Work instruction:
Pictures stay out. Everything else in the listing below gets written out exactly.

Data for review:
********************

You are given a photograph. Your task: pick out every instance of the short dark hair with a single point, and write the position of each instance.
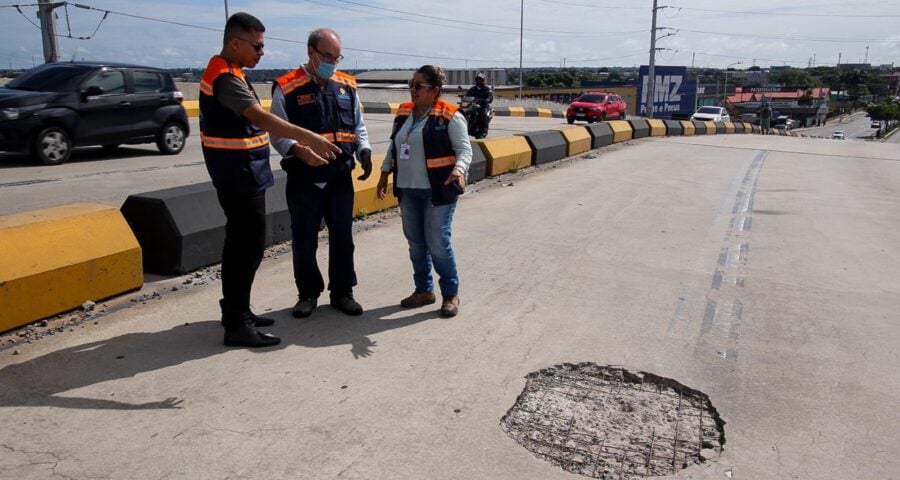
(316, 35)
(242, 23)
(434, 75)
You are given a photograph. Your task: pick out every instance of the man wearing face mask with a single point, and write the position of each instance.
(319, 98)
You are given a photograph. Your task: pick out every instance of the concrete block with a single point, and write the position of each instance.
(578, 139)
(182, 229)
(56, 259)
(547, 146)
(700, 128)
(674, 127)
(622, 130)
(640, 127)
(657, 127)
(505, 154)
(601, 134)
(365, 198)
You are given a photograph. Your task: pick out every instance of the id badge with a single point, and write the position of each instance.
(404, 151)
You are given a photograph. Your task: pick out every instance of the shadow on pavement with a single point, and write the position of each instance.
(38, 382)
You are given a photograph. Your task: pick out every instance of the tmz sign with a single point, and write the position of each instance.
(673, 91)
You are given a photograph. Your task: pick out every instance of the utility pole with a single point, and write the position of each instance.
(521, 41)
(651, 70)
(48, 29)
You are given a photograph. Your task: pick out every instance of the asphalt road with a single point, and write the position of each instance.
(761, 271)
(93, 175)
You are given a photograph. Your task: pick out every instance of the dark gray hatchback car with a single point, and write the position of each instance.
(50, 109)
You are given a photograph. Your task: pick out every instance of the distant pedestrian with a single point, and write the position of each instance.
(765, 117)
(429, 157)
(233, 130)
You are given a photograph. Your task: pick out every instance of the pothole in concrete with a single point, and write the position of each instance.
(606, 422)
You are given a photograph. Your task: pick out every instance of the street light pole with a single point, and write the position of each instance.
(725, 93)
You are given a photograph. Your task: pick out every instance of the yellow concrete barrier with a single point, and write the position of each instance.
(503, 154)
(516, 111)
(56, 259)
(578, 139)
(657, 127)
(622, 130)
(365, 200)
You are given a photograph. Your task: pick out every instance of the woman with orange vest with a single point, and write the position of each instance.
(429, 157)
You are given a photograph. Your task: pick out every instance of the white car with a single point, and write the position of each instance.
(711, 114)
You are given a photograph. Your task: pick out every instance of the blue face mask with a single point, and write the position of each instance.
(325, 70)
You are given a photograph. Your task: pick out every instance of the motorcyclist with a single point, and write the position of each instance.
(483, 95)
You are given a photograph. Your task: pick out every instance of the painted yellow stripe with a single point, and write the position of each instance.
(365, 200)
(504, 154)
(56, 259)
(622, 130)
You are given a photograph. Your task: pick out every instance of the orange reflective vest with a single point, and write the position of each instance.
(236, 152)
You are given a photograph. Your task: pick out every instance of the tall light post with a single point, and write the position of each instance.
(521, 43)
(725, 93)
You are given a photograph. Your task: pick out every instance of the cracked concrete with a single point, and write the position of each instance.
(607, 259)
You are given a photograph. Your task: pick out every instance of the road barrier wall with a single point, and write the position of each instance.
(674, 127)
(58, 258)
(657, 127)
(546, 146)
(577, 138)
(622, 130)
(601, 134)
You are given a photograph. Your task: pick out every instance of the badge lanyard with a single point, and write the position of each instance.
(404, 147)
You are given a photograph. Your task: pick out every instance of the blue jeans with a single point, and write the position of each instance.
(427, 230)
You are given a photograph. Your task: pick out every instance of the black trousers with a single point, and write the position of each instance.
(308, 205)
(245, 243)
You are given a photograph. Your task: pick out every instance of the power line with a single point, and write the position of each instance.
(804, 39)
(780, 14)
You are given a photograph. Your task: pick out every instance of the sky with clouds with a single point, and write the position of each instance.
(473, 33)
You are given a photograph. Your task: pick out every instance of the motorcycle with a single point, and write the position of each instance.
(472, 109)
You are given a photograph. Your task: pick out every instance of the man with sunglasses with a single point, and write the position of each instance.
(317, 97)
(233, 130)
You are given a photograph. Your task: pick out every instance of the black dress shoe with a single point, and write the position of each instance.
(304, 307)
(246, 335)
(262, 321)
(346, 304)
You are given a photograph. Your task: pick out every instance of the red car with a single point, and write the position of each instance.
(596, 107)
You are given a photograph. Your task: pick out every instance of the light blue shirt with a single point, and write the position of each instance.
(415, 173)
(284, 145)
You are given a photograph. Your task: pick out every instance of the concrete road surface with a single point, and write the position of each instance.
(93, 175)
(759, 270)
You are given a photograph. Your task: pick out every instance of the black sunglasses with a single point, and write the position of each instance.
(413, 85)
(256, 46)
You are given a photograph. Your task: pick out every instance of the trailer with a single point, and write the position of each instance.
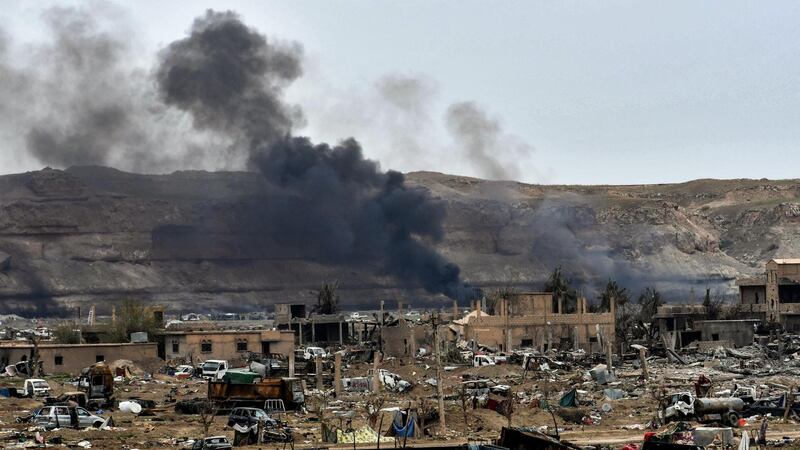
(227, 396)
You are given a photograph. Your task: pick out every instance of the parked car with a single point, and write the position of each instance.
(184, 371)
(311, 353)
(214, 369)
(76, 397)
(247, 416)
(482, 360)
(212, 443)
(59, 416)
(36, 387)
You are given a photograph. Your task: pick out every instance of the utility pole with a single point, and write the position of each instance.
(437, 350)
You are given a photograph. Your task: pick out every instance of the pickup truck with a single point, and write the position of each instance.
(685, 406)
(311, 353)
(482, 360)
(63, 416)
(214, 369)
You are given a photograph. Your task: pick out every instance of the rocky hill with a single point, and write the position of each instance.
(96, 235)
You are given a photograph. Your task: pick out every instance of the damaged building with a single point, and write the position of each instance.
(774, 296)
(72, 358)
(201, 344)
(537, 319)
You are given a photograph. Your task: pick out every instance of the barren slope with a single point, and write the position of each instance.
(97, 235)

********************

Answer to this exercise:
You are given a photograph. Your task: pick out every instance of the short dark hair with a single point, and write the position of each instance.
(316, 35)
(242, 23)
(434, 75)
You are given a photograph. Your task: pick out every instance of the man wearing face mask with a single point, and write the position of each instance.
(319, 98)
You are given a photograph. Your task: pick out every instance of the concrete block with a single point, and write the position of each instance.
(578, 139)
(182, 229)
(56, 259)
(547, 146)
(700, 128)
(674, 127)
(622, 130)
(640, 127)
(657, 127)
(505, 154)
(601, 134)
(365, 198)
You are given a photograph. Your task: pick out every instance of the id badge with a single point, and write the position of each instance.
(404, 151)
You are given a photograph. Your task: pick out every instance of the shadow on pavement with a single point, and write the position of each instance.
(38, 382)
You are given a photograph. Your task: pick out every instance of the tmz sign with a single point, and write the position of each instance.
(673, 91)
You are given a photograph. Your task: pick out every instance of the utility pole with a single point, and write the position of each instance.
(521, 41)
(651, 70)
(48, 29)
You are given a photograph. Your task: pick out every instance of the asphalt road with a single point, and write the position of each instance.
(761, 271)
(93, 175)
You are given a photograph. Your task: pick out every instance of the dark gray hatchback car with a single point, and write the position of each instance.
(50, 109)
You are given a photograph. Your task: pick out every instance of the distant pedestrian with a single point, and write the position of each instance.
(765, 117)
(429, 157)
(233, 130)
You are given a photograph. Your task: pick out every instance of the pothole in concrete with a single point, and write the position of each instance.
(606, 422)
You are given a photograph. Your task: pick out every instance of the street light pole with a single point, and write the position of each instance.
(725, 93)
You are given a photograph. Your task: pick out every instance of the yellow concrete barrier with a single point, and write the position of each instance.
(503, 154)
(516, 111)
(56, 259)
(578, 139)
(657, 127)
(622, 130)
(365, 200)
You are given a photograph. Your task: pick out every instance of the woman with orange vest with a single point, and write the position of each instance.
(429, 157)
You are given a photograph. Your task: pick out every instance of the white car with a single point, and write the position of each instance.
(711, 114)
You are given a photograph. Your task: pick out every instance of the blue face mask with a single point, and write the position of each instance.
(325, 70)
You are given a photograph. Your task: pick out every instance of the motorcyclist with a single point, and write the position of each instance.
(483, 95)
You are given a photograph. Your task: pick out every instance of the painted yellow stripe with a single point, and write the position of each instance.
(365, 200)
(504, 154)
(56, 259)
(622, 130)
You are given a photograph. Your task: pick out every instance of the orange reflective vest with a single point, and write the position of each instance.
(236, 152)
You are given a photograph. Your task: pick out every instance of the tall light post with a single point, and write the position of each instance.
(521, 43)
(725, 93)
You are given a photograph. Your task: pick out every instance of the cracked concrete with a single point, and write the position of each instance.
(607, 259)
You are given a photograph. Your task: pick out every instance of the road barrier wall with a single point, and write the position of each instance.
(674, 127)
(58, 258)
(657, 127)
(546, 146)
(577, 138)
(622, 130)
(601, 134)
You are given a photograph. Your task: pick out every instance of the badge lanyard with a single point, and write the position of each instance.
(404, 147)
You are given a photograph. Your task: pick out every instance of the blue jeans with a single point, and write the position of each instance.
(427, 230)
You are given a photograph. Your task: pick out every instance of the black trousers with a single point, and write the position of each instance.
(308, 205)
(245, 243)
You are given a photograph. Your task: pick out every instance of the power line with a single point, and write the position of each instance.
(804, 39)
(780, 14)
You are given a photograph. Your task: pick out every instance of the sky with clouds with a single point, and write the position of each instance.
(473, 33)
You are given a photograph. Your task: pick out every instance of the motorcycle with a single point, and write the position of each instance.
(472, 109)
You are given a photograph. Your task: pick out every instance of the man with sunglasses with a single point, and write the position of each instance.
(317, 97)
(233, 130)
You are given a photograph. Your task: pick out every instance of the black dress shoe with a single point, and write the position of each instance.
(304, 307)
(246, 335)
(262, 321)
(346, 304)
You are given a photograph. Your task: pick out every instance of the red car with a single point, and write the position of each instance.
(596, 107)
You are given a photograph. Your task: pick out every instance of the light blue shirt with a single point, and write the position of each instance.
(415, 173)
(284, 145)
You are given a photograph. Your task: pick out every instance of the concrete road surface with a single point, and write the position of each instance.
(93, 175)
(759, 270)
You are given a photograph. Your task: pick out every instance of the black sunglasses with a single point, and write the position of each instance.
(413, 85)
(256, 46)
You are given a photograph. Your task: pick out every instance of the trailer with a single point, and write the position of each instance.
(227, 396)
You are given a photograph. Your task: pick out every instance of the parked car with a single point, and write the position of each instance.
(184, 371)
(311, 353)
(214, 369)
(76, 397)
(247, 416)
(482, 360)
(212, 443)
(59, 416)
(36, 387)
You are given a photograph. Your task: pick out every instance of the utility pole with a single point, and write the position of each instance.
(437, 350)
You are given a photograph. Your task: pick out every instance of the pickup truck with a single point, and write the position of each instance.
(685, 406)
(311, 353)
(482, 360)
(63, 416)
(214, 369)
You are given a photograph. Your task: pick out every instance of the rocky hill with a single point, and write the position of each instance.
(96, 235)
You are given a photograph. Your task: pick out every instance of the damaged building with a single point, and write the position of each instance.
(774, 296)
(72, 358)
(201, 344)
(537, 319)
You are given a photograph. Your task: pick out every instance of the barren slope with a single point, and write the position of each instance.
(97, 235)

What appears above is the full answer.